◆ **Records shown**:
○ ○ ○ ○ ○ ○ ○

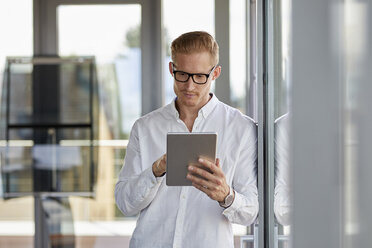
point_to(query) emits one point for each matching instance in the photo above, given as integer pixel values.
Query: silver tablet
(186, 148)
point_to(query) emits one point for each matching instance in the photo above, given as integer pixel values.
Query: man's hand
(160, 166)
(213, 183)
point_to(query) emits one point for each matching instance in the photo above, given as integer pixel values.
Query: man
(198, 216)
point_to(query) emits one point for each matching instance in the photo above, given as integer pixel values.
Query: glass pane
(64, 97)
(237, 54)
(16, 216)
(110, 33)
(175, 25)
(282, 115)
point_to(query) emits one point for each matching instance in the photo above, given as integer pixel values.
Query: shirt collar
(205, 110)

○ ○ ○ ○ ○ ○ ○

◆ **What to produce**:
Set every line of the records down again exactly, and exclude all pictures.

◆ **Exercise answer**:
point_to(query) emits one point for each matching instance in the photo above, given as integer pixel values.
Query: silver tablet
(186, 148)
point_to(query) emits one point for each matching instance in the photo above, given as integer pixel values.
Query: man's hand
(160, 166)
(213, 183)
point_to(query) emits one point for each matching instance in the photo above, given as integer pixel values.
Query: man
(198, 216)
point_to(query) emits one point for each matching instance in the photo above, given as integer pixel values.
Query: glass pane
(64, 97)
(237, 54)
(16, 216)
(110, 33)
(175, 25)
(282, 115)
point_to(query) emits one point for each matching instance in the photo above, given as integer pixel values.
Query: shirt collar
(205, 110)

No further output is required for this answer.